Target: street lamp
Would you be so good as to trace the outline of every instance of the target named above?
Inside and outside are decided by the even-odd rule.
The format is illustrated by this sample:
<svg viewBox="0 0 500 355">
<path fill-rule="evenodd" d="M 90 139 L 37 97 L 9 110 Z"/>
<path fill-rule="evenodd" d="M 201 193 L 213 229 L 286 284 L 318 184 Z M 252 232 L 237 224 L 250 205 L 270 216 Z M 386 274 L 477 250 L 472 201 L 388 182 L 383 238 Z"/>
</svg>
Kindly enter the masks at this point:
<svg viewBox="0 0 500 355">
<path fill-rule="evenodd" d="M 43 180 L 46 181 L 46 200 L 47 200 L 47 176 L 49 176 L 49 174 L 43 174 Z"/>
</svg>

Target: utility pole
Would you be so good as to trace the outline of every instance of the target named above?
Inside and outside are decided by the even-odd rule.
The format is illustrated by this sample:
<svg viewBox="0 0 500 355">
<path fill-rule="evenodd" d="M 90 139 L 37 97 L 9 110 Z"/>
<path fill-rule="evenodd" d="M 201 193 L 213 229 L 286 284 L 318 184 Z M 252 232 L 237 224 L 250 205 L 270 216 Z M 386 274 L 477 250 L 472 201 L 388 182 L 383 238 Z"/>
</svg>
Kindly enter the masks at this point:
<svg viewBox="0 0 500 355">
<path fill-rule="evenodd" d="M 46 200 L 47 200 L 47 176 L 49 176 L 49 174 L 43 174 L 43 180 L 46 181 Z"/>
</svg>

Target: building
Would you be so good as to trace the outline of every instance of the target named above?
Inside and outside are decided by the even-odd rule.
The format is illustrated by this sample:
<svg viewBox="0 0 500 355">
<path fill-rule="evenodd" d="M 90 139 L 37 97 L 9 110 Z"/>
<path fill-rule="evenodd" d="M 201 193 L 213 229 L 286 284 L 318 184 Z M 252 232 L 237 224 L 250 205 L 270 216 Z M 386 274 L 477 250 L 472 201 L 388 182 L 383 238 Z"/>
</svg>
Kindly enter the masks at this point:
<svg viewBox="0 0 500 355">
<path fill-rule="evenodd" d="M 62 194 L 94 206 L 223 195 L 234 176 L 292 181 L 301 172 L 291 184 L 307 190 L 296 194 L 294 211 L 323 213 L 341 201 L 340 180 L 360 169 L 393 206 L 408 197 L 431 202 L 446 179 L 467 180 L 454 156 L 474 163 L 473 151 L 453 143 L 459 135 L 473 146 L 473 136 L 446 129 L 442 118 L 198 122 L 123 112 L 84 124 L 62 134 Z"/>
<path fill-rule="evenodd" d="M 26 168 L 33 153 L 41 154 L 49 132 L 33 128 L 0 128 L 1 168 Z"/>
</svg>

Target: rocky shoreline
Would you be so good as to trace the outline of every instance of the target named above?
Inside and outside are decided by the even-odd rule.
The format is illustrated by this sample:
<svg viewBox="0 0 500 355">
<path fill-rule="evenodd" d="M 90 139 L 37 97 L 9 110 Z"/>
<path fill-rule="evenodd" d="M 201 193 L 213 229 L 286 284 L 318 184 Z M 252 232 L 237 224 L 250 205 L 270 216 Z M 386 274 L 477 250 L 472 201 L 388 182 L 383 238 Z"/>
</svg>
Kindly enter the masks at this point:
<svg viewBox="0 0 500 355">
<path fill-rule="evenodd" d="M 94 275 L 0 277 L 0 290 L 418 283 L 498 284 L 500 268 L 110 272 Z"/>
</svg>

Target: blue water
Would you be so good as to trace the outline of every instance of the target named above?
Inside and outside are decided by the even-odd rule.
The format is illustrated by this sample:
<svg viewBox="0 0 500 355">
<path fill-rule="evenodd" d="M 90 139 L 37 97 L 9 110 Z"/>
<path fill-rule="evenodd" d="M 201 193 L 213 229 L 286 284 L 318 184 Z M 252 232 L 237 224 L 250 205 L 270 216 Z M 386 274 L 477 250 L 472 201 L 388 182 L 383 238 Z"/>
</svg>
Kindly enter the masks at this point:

» STATED PROBLEM
Copy out all of the items above word for word, with no changes.

» PROBLEM SOLUTION
Target: street lamp
Would you be so good as to trace the outline of every instance of the target named above?
Inside and outside are decided by the even-odd rule.
The format is illustrated by this sample:
<svg viewBox="0 0 500 355">
<path fill-rule="evenodd" d="M 90 139 L 37 97 L 9 110 Z"/>
<path fill-rule="evenodd" d="M 201 193 L 213 229 L 286 284 L 318 184 Z M 252 232 L 237 224 L 250 205 L 270 216 Z M 386 274 L 477 250 L 472 201 L 388 182 L 383 238 Z"/>
</svg>
Kindly enter the masks at this point:
<svg viewBox="0 0 500 355">
<path fill-rule="evenodd" d="M 43 180 L 46 181 L 46 200 L 47 200 L 47 176 L 49 176 L 49 174 L 43 174 Z"/>
</svg>

Target: utility pole
Would you be so good as to trace the outline of every instance of the target named above?
Inside and outside are decided by the even-odd rule.
The format is illustrated by this sample:
<svg viewBox="0 0 500 355">
<path fill-rule="evenodd" d="M 90 139 L 37 97 L 9 110 Z"/>
<path fill-rule="evenodd" d="M 201 193 L 213 229 L 286 284 L 318 184 Z M 252 232 L 237 224 L 250 205 L 270 216 Z M 386 274 L 477 250 L 472 201 L 388 182 L 383 238 Z"/>
</svg>
Kindly enter the masks at this point:
<svg viewBox="0 0 500 355">
<path fill-rule="evenodd" d="M 46 200 L 47 200 L 47 176 L 49 176 L 49 174 L 43 174 L 43 180 L 46 181 Z"/>
</svg>

Target: building
Would you be so good as to trace the outline of every instance of the target named above?
Inside and outside are decided by the even-odd rule.
The format is illustrated by this sample:
<svg viewBox="0 0 500 355">
<path fill-rule="evenodd" d="M 90 139 L 37 97 L 9 110 Z"/>
<path fill-rule="evenodd" d="M 201 193 L 213 229 L 286 284 L 318 184 Z M 252 232 L 237 224 L 250 205 L 270 216 Z M 386 274 L 477 250 L 472 201 L 388 182 L 383 238 Z"/>
</svg>
Kindly enter the masks at this point:
<svg viewBox="0 0 500 355">
<path fill-rule="evenodd" d="M 62 194 L 94 206 L 223 195 L 234 176 L 292 181 L 301 172 L 291 184 L 307 190 L 296 194 L 294 211 L 323 213 L 341 201 L 340 180 L 360 169 L 393 206 L 408 197 L 431 202 L 446 179 L 467 180 L 454 156 L 474 163 L 473 151 L 453 143 L 459 135 L 473 146 L 473 136 L 446 129 L 442 118 L 198 122 L 123 112 L 84 124 L 62 134 Z"/>
<path fill-rule="evenodd" d="M 26 168 L 33 153 L 41 154 L 49 132 L 33 128 L 0 128 L 1 168 Z"/>
</svg>

Target: rocky shoreline
Would you be so good as to trace the outline of every instance of the target named above?
Inside and outside are decided by the even-odd rule.
The format is illustrated by this sample:
<svg viewBox="0 0 500 355">
<path fill-rule="evenodd" d="M 90 139 L 37 97 L 9 110 Z"/>
<path fill-rule="evenodd" d="M 201 193 L 213 229 L 286 284 L 318 184 Z M 252 232 L 237 224 L 250 205 L 270 216 Z M 386 274 L 477 250 L 472 201 L 388 182 L 383 238 Z"/>
</svg>
Kindly enter the masks at this point:
<svg viewBox="0 0 500 355">
<path fill-rule="evenodd" d="M 94 275 L 0 277 L 0 290 L 418 283 L 498 284 L 500 268 L 110 272 Z"/>
</svg>

Target: blue water
Would you be so good as to trace the outline of every instance of the target named above?
Inside and outside are decided by the even-odd rule.
The format is illustrated by this sample:
<svg viewBox="0 0 500 355">
<path fill-rule="evenodd" d="M 90 139 L 37 97 L 9 110 Z"/>
<path fill-rule="evenodd" d="M 201 193 L 213 229 L 286 284 L 318 184 Z M 252 232 L 237 224 L 250 205 L 270 216 Z M 386 274 L 477 250 L 472 201 L 388 182 L 383 238 Z"/>
</svg>
Kindly enter the masks at this point:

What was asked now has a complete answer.